Other regulatory assets totaled $6.9 million and $8.4 million at December
31, 2004 and 2003, respectively, and consist of regulatory deferrals of storm
damages, rights-of-way maintenance, other employee benefits, preliminary survey
and investigation charges, transmission interconnection charges, regulatory tax
assets and various other projects and deferrals.
The Company continues to believe, based on current regulatory
circumstances, that the use of regulatory accounting under SFAS 71 remains
appropriate and that its regulatory assets are probable of recovery. The
Company provides for regulatory disallowances when management believes it is
both probable and estimable that a regulatory liability exists.
Accumulated costs of removal represent asset retirement costs previously
recovered from ratepayers for other than legal obligations. In accordance with
SFAS 143, "Accounting for Asset Retirement Obligations," the Company reflects
these amounts as a regulatory liability. Prior to SFAS 143, these amounts were
recorded as a part of the Company's Accumulated Depreciation. We expect, over
time, to recover or settle through future revenues any under- or over-collected
net cost of removal.
DISCONTINUED OPERATIONS. The Company accounts for its wholly-owned subsidiary,
Northern Water Resources ("NWR") as a discontinued operation. NWR's assets and
liabilities consist primarily of deferred tax assets and liabilities relating to
a number of investments that the company has discontinued, inactivated, sold in
part or retains as passive minority interests. Remaining holdings include a
minority equity investment in a wind project that usually, but not always,
generates tax losses; minority interest in a manufacturer of waste treatment
equipment; and non-performing loans. The Company recognized income of $.10 per
share from Discontinued Operations during 2004, compared with earnings of $.01
and $.02 in 2003 and 2002, respectively, reflecting diminished exposure to
outstanding litigation that led to reversal of previously recorded reserves.
Substantially all of NWR's investments have been written off except for
associated deferred tax amounts, net of applicable valuation allowances.
IMPAIRMENT. The Company is required to evaluate long-lived assets, including
regulatory assets, for potential impairment. Assets that are no longer probable
of recovery through future cash flows would be re-valued based upon future cash
flows. Regulatory assets are charged to expense in the period in which they are
no longer probable of future recovery. As of December 31, 2004, based upon
management's analysis of the regulatory environment within which the Company
currently operates, the Company does not believe that an impairment loss should
be recorded. Competitive influences or regulatory developments may impact this
status in the future.

• [SUPPLIED DATA]:
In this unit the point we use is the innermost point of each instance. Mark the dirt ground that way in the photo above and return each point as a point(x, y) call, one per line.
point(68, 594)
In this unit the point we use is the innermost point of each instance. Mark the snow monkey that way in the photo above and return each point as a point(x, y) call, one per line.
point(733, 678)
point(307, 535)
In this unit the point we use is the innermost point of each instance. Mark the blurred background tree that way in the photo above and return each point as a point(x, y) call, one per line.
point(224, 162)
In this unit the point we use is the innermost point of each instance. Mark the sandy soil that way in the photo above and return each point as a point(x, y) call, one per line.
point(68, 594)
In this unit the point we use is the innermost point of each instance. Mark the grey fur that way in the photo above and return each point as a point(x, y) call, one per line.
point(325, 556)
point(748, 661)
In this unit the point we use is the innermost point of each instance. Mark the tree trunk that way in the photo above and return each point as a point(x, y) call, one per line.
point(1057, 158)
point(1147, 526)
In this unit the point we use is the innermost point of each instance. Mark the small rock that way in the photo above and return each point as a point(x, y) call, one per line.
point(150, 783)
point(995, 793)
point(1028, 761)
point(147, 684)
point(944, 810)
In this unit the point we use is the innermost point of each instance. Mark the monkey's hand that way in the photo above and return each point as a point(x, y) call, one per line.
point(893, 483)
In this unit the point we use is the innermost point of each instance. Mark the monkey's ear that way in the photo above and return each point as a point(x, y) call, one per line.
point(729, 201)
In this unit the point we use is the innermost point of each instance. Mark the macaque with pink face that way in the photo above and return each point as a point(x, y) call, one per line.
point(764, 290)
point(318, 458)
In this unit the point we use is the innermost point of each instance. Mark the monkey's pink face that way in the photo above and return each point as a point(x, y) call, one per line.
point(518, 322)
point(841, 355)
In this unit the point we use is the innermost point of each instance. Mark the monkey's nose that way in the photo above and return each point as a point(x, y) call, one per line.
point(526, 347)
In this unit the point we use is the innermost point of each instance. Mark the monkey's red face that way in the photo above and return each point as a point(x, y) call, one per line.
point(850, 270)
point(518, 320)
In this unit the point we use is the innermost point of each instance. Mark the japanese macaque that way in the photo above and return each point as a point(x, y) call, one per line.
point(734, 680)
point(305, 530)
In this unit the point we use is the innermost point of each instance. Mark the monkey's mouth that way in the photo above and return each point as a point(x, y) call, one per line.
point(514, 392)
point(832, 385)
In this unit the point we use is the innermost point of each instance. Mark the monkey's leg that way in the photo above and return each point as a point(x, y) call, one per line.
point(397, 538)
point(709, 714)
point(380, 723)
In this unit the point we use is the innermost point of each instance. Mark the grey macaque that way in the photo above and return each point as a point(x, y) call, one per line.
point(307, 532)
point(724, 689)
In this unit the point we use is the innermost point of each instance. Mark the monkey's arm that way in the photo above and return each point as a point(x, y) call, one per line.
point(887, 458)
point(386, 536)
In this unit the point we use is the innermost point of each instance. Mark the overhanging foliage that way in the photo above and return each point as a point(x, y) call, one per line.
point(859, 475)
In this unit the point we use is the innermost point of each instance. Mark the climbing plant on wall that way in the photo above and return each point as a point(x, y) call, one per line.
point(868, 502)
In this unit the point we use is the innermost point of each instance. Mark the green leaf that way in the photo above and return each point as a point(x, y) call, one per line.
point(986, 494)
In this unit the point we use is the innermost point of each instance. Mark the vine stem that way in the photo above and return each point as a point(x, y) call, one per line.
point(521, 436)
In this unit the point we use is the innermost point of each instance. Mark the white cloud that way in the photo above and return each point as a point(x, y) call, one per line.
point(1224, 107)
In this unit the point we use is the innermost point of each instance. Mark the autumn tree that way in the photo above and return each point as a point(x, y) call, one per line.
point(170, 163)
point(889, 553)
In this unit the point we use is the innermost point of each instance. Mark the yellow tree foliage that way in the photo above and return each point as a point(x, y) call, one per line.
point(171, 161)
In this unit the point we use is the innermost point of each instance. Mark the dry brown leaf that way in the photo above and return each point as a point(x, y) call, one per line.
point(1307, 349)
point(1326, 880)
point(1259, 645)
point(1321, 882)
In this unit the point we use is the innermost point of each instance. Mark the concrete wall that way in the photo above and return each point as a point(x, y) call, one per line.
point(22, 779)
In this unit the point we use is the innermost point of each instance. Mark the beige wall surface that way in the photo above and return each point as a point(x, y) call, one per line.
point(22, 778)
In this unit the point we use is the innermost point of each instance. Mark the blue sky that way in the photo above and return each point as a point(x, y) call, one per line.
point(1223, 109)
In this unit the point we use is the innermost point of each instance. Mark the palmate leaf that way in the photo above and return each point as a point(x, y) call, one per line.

• [TASKS AND EXERCISES]:
#1 Using the accounting excerpt, explain why the Company recognized income from Discontinued Operations during 2004.
#2 According to the accounting excerpt, what items make up the regulatory deferrals included in other regulatory assets? List all of them.

• [WRITTEN ANSWERS]:
#1 The Company recognized income of $.10 per share from Discontinued Operations in 2004 because its exposure to outstanding litigation diminished. That reduced exposure led to the reversal of reserves it had recorded earlier.

#2
- Storm damages
- Rights-of-way maintenance
- Other employee benefits
- Preliminary survey and investigation charges
- Transmission interconnection charges
- Regulatory tax assets
- Various other projects and deferrals